DO THIS
Please recast the entries below as a numbered list, starting at the beginning of the entries and ending at the line that contains "423 55 554 224". Leave out blank lines and the pictures.

%%

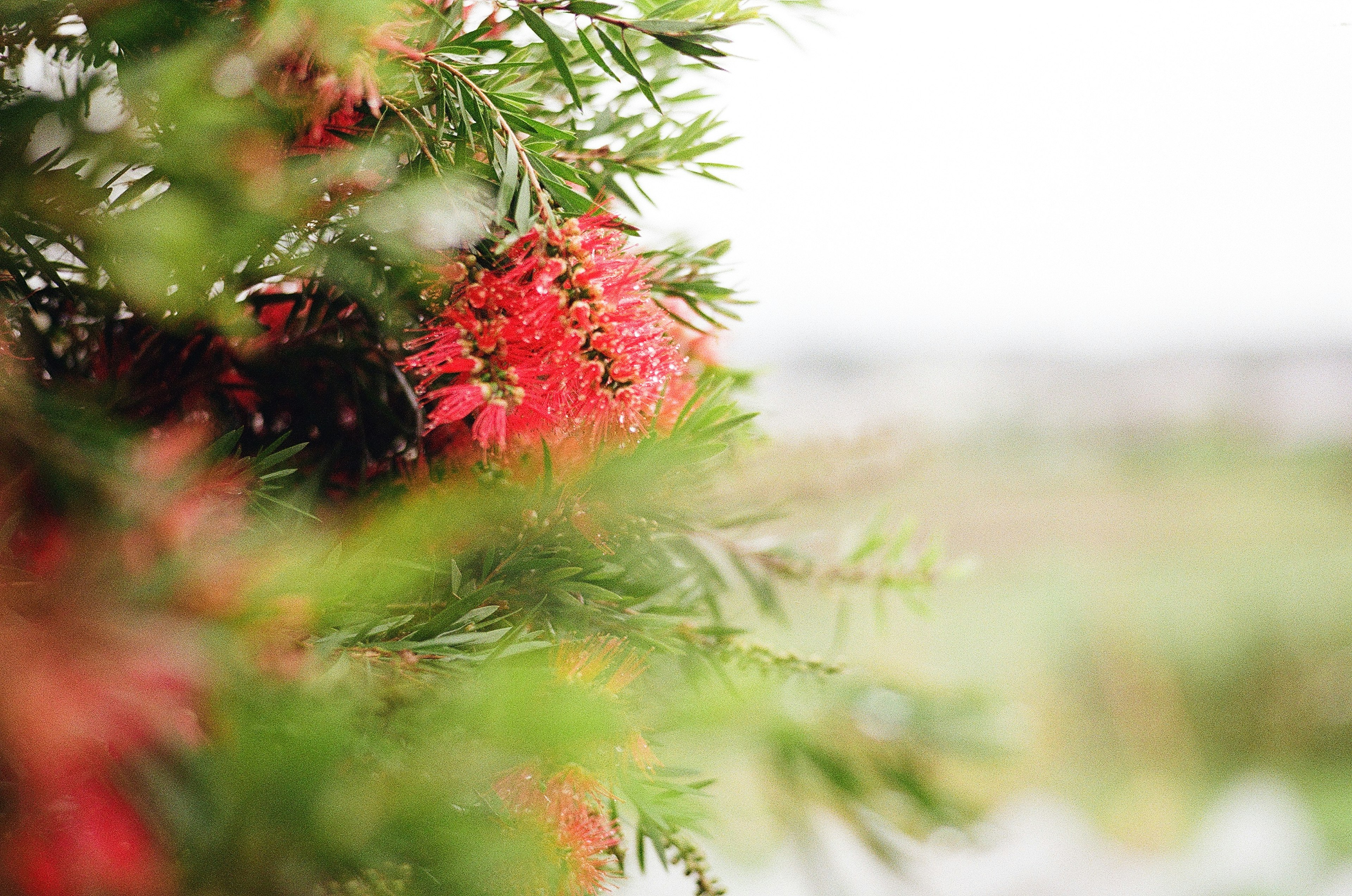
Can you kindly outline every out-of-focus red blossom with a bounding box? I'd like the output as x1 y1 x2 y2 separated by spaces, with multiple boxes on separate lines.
259 0 456 156
4 777 172 896
403 214 687 447
0 607 204 896
0 423 243 896
494 766 619 896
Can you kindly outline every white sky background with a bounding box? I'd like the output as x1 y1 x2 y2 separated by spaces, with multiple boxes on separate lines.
647 0 1352 364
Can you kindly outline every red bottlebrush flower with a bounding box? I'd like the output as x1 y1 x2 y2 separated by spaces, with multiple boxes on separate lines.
3 777 170 896
404 215 687 456
494 768 619 896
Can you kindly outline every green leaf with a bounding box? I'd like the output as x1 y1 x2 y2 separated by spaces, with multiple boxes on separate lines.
517 7 583 111
577 29 619 81
514 168 531 231
568 0 615 16
596 27 663 112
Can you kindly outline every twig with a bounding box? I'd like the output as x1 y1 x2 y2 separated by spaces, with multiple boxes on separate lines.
423 55 554 224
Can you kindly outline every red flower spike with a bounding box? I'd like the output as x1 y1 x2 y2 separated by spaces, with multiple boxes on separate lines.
494 766 619 896
4 777 169 896
404 214 687 456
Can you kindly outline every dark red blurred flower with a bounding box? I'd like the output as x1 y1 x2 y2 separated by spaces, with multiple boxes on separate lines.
494 766 619 896
3 777 170 896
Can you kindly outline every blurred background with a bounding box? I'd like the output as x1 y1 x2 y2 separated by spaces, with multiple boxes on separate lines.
626 0 1352 896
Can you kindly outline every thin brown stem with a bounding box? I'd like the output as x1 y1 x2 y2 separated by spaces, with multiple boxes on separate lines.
385 99 442 180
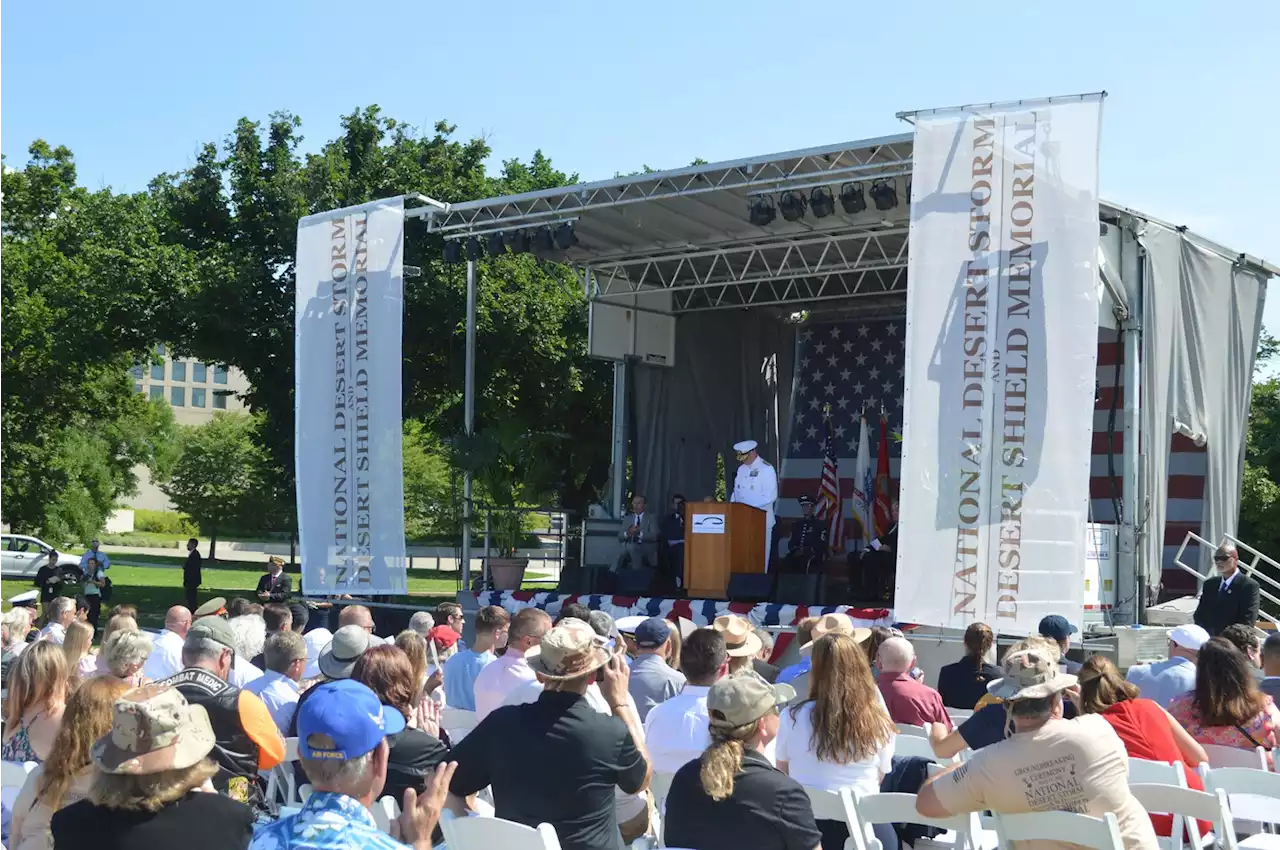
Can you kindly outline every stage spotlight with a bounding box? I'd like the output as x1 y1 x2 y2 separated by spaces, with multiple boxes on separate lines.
556 221 577 251
872 180 897 213
534 228 556 252
840 183 867 215
809 186 836 219
778 192 809 221
748 195 778 228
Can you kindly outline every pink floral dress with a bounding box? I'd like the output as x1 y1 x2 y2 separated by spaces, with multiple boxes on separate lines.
1169 693 1280 759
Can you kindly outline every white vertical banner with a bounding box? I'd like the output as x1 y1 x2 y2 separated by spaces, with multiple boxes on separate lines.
895 95 1102 634
294 197 407 595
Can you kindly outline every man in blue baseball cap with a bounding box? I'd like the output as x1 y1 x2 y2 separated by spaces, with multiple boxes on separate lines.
250 678 457 850
1039 614 1080 676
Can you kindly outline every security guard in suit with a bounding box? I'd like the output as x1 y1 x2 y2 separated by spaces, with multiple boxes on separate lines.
786 495 827 573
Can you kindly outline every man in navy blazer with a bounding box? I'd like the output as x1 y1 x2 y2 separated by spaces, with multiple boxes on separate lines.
1194 541 1258 635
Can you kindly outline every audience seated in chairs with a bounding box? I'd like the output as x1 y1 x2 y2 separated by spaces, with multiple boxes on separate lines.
916 649 1157 850
1169 638 1280 762
778 634 897 850
1073 655 1213 837
938 622 1000 712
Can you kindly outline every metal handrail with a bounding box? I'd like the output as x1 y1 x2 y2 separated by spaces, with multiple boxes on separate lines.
1174 531 1280 634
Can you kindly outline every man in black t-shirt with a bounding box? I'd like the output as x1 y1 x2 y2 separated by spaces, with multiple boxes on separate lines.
182 538 204 611
449 618 650 850
663 675 822 850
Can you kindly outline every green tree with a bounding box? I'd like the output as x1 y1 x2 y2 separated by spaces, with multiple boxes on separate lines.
0 141 193 538
160 413 277 559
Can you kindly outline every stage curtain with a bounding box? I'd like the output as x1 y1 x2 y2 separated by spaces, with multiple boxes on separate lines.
630 310 795 507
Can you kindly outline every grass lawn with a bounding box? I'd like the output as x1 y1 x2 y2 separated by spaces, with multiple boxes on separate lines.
0 556 553 627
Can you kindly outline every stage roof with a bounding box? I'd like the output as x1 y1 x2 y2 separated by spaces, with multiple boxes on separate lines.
406 133 1280 312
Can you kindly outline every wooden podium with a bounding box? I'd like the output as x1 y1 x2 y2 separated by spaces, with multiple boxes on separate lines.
685 502 765 599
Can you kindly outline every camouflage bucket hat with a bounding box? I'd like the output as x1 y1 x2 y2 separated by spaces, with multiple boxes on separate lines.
93 685 214 776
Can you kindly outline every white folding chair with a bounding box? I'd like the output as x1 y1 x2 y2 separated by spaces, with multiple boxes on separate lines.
440 705 480 746
993 812 1124 850
1199 764 1280 850
849 789 996 850
1201 744 1271 771
370 795 399 835
1129 782 1236 850
440 813 559 850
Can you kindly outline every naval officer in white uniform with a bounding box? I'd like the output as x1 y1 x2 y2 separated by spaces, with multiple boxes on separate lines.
730 440 778 571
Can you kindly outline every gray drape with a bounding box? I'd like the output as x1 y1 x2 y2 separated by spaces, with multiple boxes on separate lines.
1138 223 1266 586
631 310 795 504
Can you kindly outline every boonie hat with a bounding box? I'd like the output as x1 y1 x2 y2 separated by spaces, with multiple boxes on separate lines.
319 623 374 681
636 617 671 649
525 617 609 680
987 649 1079 702
1039 614 1080 641
298 681 404 760
707 676 796 728
1169 623 1208 653
712 614 764 658
93 684 214 776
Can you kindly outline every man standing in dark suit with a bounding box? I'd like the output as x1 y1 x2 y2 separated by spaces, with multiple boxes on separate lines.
1196 541 1258 635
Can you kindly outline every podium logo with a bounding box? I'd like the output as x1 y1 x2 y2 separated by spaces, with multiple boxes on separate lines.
692 513 724 534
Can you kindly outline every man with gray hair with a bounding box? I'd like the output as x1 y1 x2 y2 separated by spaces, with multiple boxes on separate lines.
915 649 1157 850
244 631 307 735
876 638 951 732
37 597 76 646
1193 540 1260 638
161 616 284 813
250 680 457 850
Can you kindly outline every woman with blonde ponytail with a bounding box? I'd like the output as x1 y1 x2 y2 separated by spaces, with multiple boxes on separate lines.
663 673 822 850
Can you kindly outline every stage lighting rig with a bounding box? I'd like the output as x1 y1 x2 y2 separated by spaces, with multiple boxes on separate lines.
556 221 577 251
870 180 897 213
778 191 809 221
840 183 867 215
809 186 836 219
748 195 778 228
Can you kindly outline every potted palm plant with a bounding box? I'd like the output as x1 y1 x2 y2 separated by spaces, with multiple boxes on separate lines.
451 421 562 590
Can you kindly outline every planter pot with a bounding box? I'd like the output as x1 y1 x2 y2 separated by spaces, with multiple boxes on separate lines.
489 558 529 590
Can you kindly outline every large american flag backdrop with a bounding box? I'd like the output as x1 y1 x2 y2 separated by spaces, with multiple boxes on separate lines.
777 317 1206 591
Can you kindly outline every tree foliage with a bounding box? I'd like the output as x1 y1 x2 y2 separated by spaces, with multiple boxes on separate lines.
0 141 192 541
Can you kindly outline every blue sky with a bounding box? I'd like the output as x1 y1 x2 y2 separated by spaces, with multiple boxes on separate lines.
0 0 1280 332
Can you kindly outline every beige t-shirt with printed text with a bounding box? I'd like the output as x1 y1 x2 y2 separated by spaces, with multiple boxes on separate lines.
934 714 1157 850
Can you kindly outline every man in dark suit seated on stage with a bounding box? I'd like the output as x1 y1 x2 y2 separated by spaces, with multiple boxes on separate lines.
613 495 658 572
1196 541 1258 635
783 495 827 573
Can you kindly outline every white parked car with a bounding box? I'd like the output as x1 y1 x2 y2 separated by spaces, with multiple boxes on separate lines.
0 534 79 579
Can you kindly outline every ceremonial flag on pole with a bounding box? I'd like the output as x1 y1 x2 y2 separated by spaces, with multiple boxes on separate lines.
876 412 893 538
854 415 876 545
818 406 845 554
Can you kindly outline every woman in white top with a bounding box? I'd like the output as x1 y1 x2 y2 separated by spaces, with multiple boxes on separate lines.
778 634 897 850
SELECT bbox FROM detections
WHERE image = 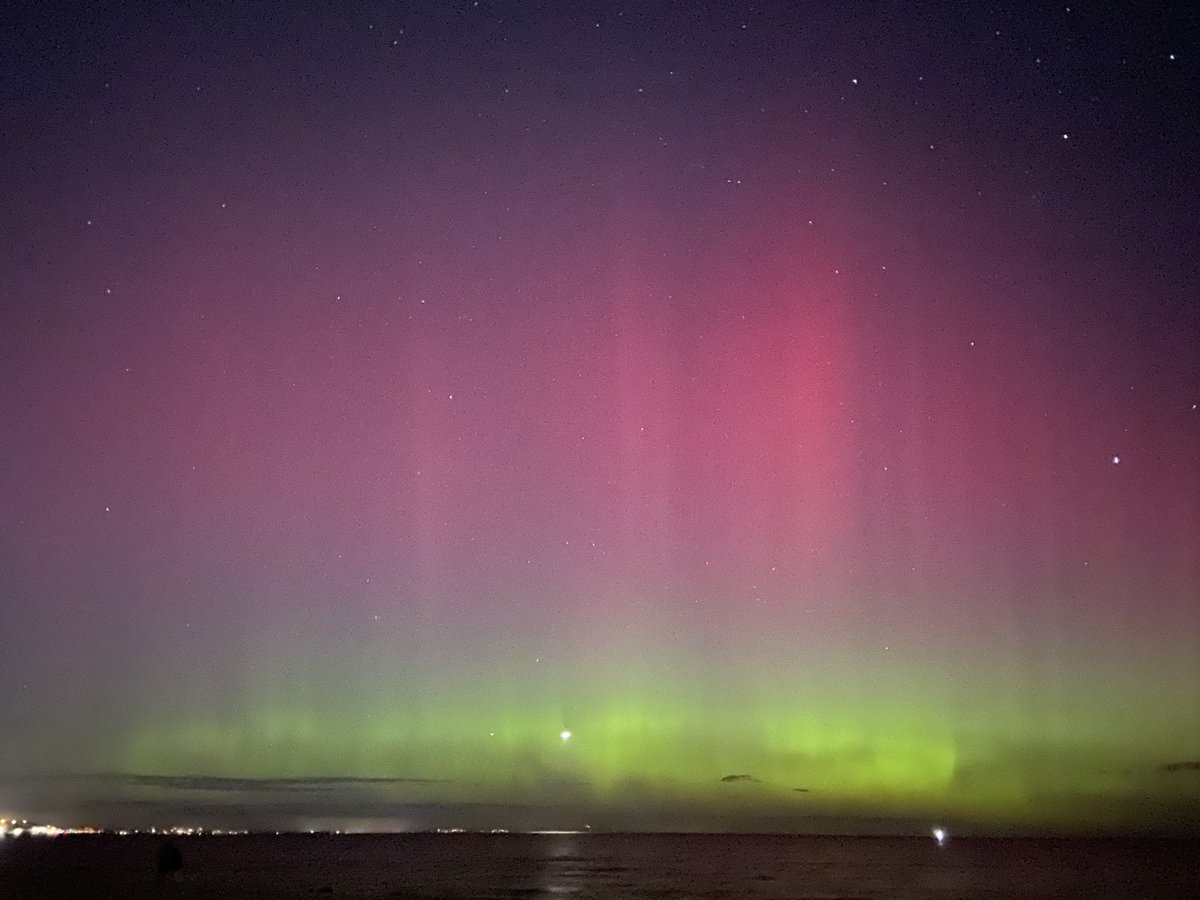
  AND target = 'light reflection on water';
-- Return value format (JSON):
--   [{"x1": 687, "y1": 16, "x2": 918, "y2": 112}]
[{"x1": 0, "y1": 834, "x2": 1200, "y2": 900}]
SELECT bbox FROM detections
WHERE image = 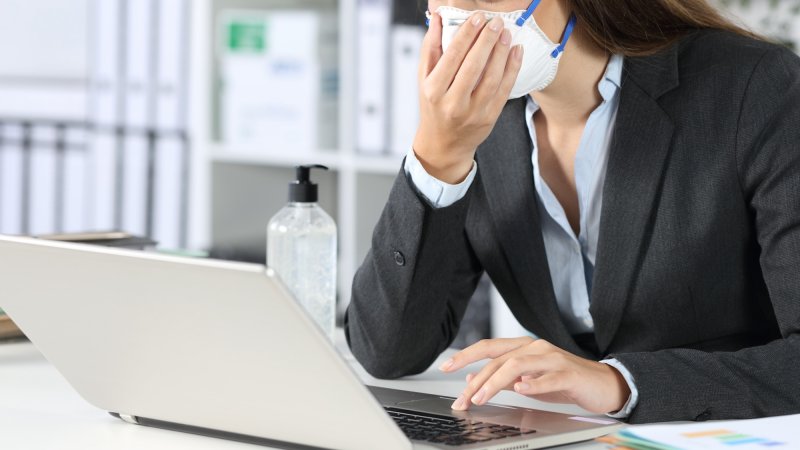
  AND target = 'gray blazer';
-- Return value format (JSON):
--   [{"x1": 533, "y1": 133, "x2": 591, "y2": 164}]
[{"x1": 345, "y1": 31, "x2": 800, "y2": 423}]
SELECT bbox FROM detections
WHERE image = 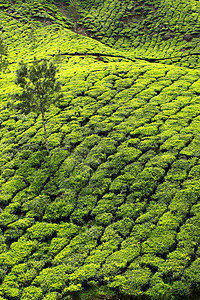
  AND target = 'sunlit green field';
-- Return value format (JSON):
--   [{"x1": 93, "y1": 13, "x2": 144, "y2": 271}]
[{"x1": 0, "y1": 0, "x2": 200, "y2": 300}]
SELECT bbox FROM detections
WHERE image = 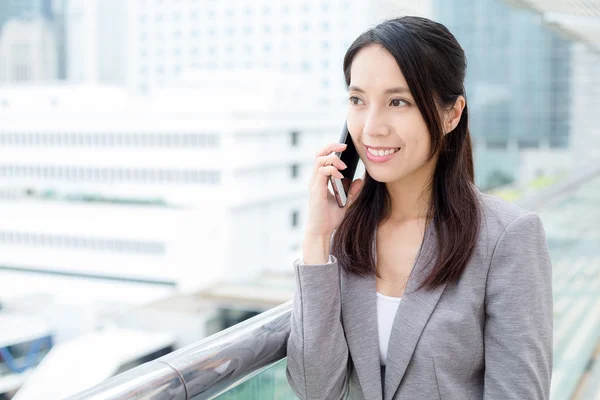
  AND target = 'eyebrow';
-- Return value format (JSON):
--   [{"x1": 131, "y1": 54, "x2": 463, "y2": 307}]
[{"x1": 348, "y1": 85, "x2": 410, "y2": 94}]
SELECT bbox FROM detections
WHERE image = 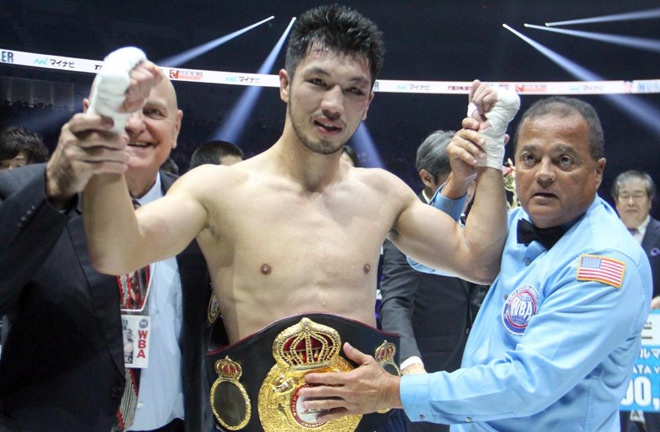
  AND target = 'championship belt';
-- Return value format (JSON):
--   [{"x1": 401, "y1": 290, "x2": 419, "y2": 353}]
[{"x1": 207, "y1": 313, "x2": 400, "y2": 432}]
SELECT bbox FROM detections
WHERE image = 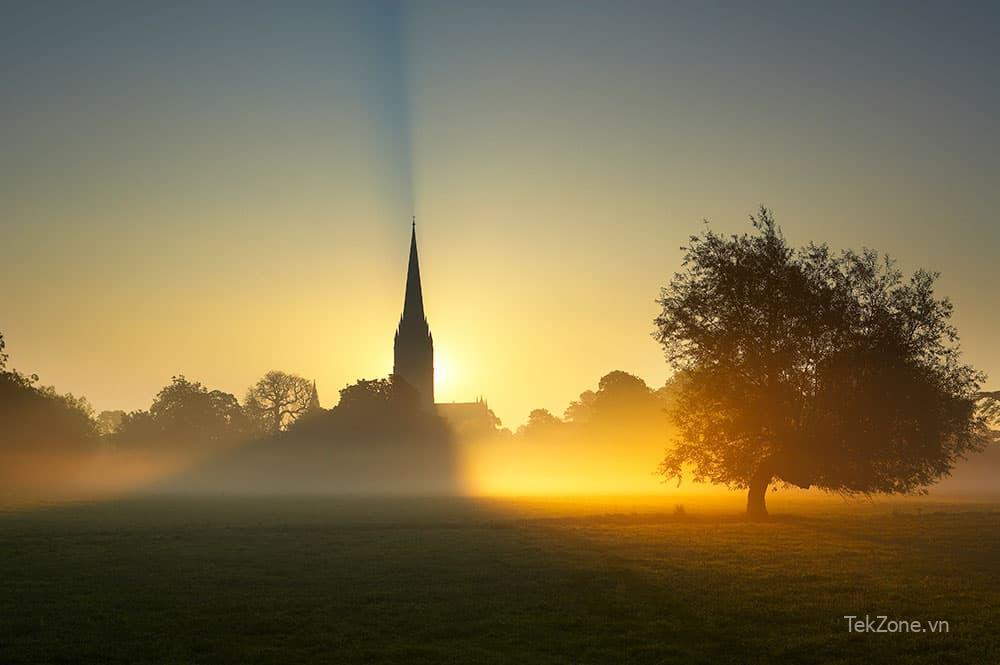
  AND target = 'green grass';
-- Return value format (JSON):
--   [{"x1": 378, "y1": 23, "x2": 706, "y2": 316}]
[{"x1": 0, "y1": 497, "x2": 1000, "y2": 663}]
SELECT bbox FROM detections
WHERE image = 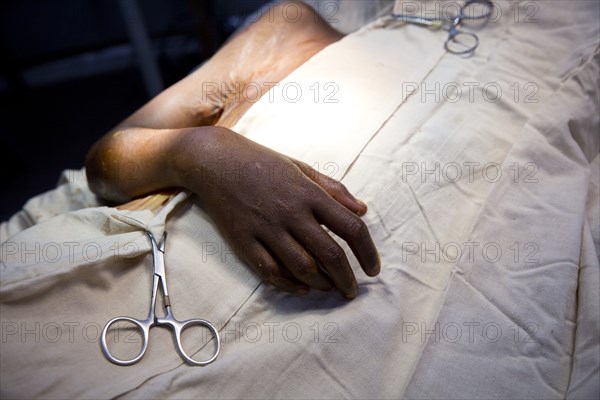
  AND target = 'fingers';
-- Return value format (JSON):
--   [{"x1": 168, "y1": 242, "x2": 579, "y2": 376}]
[
  {"x1": 293, "y1": 160, "x2": 367, "y2": 216},
  {"x1": 314, "y1": 201, "x2": 381, "y2": 276},
  {"x1": 267, "y1": 232, "x2": 333, "y2": 291},
  {"x1": 292, "y1": 223, "x2": 358, "y2": 299},
  {"x1": 240, "y1": 240, "x2": 309, "y2": 295}
]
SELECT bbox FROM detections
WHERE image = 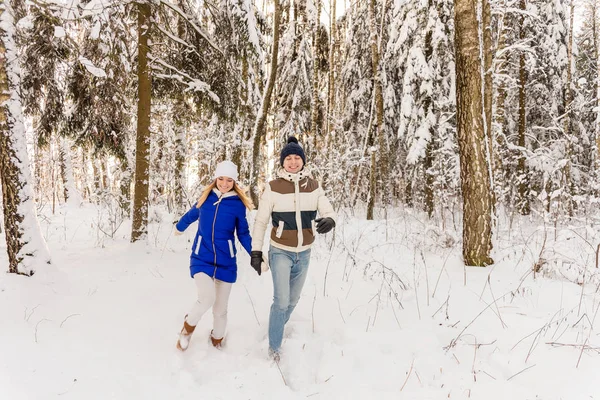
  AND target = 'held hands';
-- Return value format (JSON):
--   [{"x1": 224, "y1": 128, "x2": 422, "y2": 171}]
[
  {"x1": 250, "y1": 251, "x2": 262, "y2": 276},
  {"x1": 315, "y1": 217, "x2": 335, "y2": 233}
]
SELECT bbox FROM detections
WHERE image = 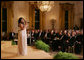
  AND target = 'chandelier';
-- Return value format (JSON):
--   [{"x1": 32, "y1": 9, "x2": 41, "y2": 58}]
[{"x1": 37, "y1": 1, "x2": 54, "y2": 12}]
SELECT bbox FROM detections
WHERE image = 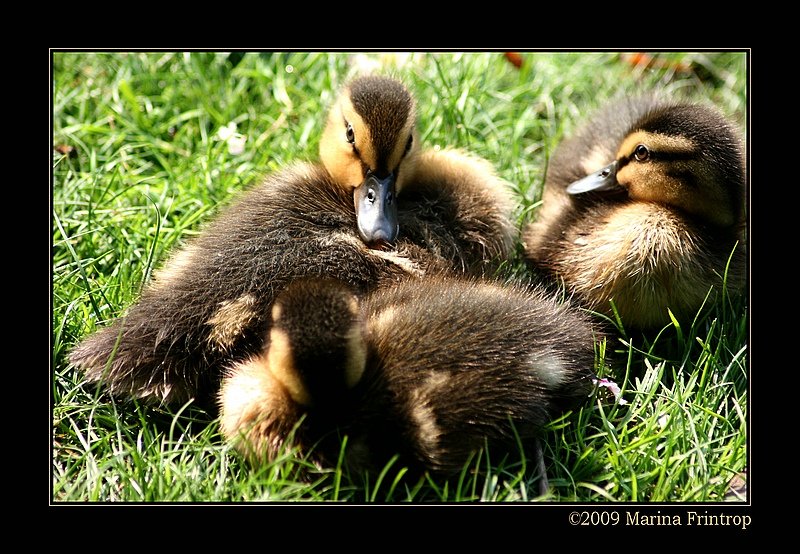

%%

RESULT BELOW
1. Can you kindly outline every out-of-focus red blossom with a bounding box? I'd like the output as x1 y1 x2 y2 separated by spaces, with multiple boxes on separate lines.
2. 259 0 456 156
3. 4 777 172 896
4. 403 214 687 447
5. 0 607 204 896
6. 0 423 243 896
7. 494 766 619 896
8. Can you kindly outline every white sky background with a bounding box? I'd like the output as x1 y1 x2 y2 separated by spaces, with multiple boxes on separate lines.
9. 647 0 1352 364
10. Can you kindly outline every red bottlebrush flower with a bounding box? I'd like the output as x1 y1 x2 y2 separated by spaces, with multiple boxes on separate lines.
11. 3 777 170 896
12. 404 215 687 456
13. 494 768 619 896
14. Can you kindly outline every green leaf with a bounding box? I'd like the output as x1 y1 x2 y2 separated by spaces, with multiple boxes on separate lines.
15. 517 7 583 111
16. 577 29 619 81
17. 514 168 531 231
18. 568 0 615 16
19. 596 27 663 112
20. Can you kindly outline every twig with a bounding box? I'd like the output as x1 y1 x2 y2 separated by spaces, with multiple boxes on separate lines.
21. 423 55 554 224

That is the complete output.